> [TASK DESCRIPTION] Starting with the line in the records below that contains "Could you point at the sunlit" and going on through the line that contains "<point>113,87</point>", render those lines as a Markdown table with the columns Row and Line. Skip blank lines and put each remaining line in its own numbered row.
═══ DATA SHOWN ═══
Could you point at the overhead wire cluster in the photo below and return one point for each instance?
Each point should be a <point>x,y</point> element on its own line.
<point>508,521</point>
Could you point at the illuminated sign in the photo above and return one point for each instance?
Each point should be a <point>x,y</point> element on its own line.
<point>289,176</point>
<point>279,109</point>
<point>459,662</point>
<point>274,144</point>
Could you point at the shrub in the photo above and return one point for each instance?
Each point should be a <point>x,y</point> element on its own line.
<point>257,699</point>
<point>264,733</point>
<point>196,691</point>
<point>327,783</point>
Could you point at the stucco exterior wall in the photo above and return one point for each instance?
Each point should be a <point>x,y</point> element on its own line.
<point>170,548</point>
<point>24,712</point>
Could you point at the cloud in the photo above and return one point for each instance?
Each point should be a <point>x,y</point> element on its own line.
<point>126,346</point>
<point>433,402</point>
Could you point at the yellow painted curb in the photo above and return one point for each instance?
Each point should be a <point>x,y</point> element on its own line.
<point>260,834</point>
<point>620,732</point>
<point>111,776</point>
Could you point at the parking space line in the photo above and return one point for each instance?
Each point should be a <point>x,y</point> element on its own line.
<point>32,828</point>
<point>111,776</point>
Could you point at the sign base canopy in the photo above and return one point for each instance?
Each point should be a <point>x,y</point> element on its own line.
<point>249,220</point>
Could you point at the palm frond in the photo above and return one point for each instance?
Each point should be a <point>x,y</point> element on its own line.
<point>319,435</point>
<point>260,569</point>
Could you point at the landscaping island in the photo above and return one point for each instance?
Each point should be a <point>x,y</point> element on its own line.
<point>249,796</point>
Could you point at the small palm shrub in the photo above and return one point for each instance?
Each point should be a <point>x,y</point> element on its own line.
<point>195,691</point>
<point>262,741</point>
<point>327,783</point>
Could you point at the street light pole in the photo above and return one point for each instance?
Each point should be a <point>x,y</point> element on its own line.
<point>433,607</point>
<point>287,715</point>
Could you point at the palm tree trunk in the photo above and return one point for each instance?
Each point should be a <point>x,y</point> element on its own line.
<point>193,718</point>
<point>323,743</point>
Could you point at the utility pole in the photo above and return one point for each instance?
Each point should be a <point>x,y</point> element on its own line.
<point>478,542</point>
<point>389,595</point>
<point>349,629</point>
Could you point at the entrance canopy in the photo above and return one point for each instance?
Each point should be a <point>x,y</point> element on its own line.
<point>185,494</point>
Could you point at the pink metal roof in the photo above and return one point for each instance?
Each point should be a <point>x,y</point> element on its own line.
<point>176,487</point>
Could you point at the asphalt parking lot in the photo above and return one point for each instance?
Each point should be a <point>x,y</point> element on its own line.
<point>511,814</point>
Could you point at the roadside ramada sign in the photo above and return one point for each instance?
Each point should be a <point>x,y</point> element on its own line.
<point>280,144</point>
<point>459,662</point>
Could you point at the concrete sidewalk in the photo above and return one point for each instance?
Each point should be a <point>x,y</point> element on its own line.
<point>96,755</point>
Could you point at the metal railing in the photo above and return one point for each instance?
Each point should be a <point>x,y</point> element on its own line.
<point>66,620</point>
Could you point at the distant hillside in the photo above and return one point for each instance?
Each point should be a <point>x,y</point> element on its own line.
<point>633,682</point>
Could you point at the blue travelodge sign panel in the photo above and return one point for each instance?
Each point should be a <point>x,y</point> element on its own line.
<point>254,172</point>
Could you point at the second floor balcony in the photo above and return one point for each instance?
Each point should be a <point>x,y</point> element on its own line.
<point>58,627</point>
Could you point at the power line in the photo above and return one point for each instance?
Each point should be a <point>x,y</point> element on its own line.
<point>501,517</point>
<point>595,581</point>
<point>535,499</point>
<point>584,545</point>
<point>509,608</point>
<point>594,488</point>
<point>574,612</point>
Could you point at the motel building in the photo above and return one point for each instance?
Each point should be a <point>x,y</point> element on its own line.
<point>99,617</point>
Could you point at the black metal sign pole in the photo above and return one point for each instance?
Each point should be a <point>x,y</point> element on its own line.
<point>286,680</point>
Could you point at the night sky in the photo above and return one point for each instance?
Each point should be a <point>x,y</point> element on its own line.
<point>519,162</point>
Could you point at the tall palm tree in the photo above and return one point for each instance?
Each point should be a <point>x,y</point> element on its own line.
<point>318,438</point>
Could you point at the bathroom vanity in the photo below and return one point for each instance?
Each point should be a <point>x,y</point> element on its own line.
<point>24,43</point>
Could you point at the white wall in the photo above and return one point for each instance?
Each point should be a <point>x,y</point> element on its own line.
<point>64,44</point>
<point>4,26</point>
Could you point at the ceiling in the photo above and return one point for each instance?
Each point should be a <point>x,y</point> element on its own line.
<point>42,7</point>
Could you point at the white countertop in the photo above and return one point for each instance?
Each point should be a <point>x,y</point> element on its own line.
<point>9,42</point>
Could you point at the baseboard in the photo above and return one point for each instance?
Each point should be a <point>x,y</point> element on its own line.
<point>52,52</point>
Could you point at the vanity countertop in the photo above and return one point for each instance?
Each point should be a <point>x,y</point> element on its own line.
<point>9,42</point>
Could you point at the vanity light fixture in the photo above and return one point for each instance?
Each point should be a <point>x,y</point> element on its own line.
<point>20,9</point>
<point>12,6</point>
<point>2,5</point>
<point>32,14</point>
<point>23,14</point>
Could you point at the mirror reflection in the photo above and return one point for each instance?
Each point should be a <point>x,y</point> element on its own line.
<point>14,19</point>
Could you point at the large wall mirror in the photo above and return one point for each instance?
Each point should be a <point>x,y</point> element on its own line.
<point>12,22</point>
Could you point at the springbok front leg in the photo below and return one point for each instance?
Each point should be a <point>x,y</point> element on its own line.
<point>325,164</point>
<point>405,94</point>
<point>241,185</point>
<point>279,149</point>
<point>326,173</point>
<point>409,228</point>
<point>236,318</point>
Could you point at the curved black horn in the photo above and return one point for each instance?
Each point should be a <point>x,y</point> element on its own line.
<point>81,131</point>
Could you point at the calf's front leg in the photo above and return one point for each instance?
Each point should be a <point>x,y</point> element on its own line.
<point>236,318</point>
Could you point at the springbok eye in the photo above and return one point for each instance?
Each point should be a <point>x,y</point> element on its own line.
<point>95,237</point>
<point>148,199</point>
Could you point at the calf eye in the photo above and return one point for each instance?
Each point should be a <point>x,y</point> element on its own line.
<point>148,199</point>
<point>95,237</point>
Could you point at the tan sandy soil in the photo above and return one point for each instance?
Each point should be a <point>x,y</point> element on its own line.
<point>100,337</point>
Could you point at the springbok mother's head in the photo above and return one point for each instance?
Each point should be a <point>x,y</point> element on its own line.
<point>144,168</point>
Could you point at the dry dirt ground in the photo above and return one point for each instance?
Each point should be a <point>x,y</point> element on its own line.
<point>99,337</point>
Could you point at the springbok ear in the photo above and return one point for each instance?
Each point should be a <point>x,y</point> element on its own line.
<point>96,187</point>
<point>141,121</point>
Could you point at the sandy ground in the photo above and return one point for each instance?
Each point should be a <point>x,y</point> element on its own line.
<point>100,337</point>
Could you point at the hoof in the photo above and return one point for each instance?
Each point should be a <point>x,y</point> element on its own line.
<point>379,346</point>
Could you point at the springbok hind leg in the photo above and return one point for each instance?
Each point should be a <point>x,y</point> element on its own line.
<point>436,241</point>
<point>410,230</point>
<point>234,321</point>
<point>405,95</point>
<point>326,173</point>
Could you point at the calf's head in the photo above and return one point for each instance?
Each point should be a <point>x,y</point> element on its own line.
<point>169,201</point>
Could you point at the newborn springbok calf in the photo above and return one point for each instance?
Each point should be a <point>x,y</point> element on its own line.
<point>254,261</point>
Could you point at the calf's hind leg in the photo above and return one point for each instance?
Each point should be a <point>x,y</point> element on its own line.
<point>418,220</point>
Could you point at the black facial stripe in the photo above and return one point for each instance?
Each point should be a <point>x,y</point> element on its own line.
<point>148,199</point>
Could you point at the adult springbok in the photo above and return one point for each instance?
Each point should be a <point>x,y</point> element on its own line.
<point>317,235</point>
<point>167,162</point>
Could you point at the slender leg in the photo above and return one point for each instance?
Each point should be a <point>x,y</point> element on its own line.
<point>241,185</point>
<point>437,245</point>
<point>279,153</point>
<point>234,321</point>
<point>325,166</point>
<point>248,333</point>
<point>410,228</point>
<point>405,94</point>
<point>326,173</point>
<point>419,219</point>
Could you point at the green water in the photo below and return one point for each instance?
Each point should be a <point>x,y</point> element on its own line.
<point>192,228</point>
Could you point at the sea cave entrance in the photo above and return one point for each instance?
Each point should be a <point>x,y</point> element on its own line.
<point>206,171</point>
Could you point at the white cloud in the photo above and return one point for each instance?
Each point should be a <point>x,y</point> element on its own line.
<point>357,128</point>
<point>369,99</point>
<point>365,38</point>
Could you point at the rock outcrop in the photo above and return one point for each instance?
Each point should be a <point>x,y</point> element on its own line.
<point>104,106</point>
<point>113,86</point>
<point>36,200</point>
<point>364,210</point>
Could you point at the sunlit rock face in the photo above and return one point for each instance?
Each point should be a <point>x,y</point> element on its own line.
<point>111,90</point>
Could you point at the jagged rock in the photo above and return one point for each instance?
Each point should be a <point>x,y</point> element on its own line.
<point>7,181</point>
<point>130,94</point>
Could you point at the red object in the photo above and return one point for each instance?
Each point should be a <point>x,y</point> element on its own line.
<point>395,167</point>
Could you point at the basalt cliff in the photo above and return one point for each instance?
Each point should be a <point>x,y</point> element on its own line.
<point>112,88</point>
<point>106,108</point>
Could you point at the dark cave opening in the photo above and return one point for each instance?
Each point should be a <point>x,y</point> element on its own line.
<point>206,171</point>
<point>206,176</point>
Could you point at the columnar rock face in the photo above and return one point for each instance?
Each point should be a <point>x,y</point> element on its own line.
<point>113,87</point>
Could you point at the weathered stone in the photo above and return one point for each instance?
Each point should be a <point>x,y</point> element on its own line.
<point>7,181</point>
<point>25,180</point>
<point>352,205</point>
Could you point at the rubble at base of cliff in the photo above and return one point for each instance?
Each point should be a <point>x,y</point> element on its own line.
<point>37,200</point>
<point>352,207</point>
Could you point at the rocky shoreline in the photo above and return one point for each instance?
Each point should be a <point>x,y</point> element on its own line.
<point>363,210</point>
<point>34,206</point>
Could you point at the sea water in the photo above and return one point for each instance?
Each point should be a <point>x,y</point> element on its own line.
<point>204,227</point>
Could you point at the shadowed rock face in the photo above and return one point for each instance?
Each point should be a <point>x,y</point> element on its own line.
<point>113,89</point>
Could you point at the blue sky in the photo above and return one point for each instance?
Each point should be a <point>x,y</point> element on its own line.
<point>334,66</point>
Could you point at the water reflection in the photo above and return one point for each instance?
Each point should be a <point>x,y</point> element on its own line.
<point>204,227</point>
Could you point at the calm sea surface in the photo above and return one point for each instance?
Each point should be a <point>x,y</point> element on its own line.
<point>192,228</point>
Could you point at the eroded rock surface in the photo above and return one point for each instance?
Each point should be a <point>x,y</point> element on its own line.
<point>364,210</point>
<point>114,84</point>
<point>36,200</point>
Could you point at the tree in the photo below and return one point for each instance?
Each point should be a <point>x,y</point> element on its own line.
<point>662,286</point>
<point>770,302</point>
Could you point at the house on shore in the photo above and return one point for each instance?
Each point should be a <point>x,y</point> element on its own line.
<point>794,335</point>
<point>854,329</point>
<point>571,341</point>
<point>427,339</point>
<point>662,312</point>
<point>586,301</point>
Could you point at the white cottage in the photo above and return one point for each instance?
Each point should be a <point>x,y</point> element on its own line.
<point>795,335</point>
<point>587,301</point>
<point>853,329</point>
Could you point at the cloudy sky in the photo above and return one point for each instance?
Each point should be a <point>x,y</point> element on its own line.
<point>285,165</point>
═══
> [RESPONSE TO THE EXERCISE]
| Row | Line |
|---|---|
| 1 | Could you point at the sunlit rock face in the photo above and return one point for each instance? |
| 2 | Each point should be a <point>x,y</point> element on its own line. |
| 3 | <point>111,90</point> |
| 4 | Could you point at the jagged rock in the photo above and return one point for each instance? |
| 5 | Each point should be a <point>x,y</point> element on its own line. |
| 6 | <point>7,181</point> |
| 7 | <point>130,94</point> |
| 8 | Could you point at the red object in the photo above and return one point for each instance? |
| 9 | Each point should be a <point>x,y</point> element on its own line. |
| 10 | <point>395,167</point> |
| 11 | Could you point at the basalt cliff in the photo above and return one point for each instance? |
| 12 | Each point should be a <point>x,y</point> element on its own line. |
| 13 | <point>112,88</point> |
| 14 | <point>106,108</point> |
| 15 | Could you point at the dark cave opening in the photo above and return one point for each instance? |
| 16 | Each point should be a <point>x,y</point> element on its own line. |
| 17 | <point>206,171</point> |
| 18 | <point>206,176</point> |
| 19 | Could you point at the columnar rock face in the photo above and return one point for each instance? |
| 20 | Each point should be a <point>x,y</point> element on its own line. |
| 21 | <point>113,87</point> |